__TASK REQUIREMENTS__: Exactly as written, print each of the entries.

[Referring expression pointing data]
......
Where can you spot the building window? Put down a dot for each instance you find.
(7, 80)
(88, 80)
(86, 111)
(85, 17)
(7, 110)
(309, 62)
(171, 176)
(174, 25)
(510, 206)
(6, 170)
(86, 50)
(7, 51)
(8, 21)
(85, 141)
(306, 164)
......
__RESULT OF THIS TASK__:
Where can you spot the building window? Put down a dot for each instance you find.
(7, 80)
(88, 80)
(86, 111)
(85, 17)
(7, 110)
(309, 62)
(171, 176)
(174, 25)
(510, 206)
(6, 170)
(86, 50)
(7, 51)
(8, 21)
(85, 141)
(306, 164)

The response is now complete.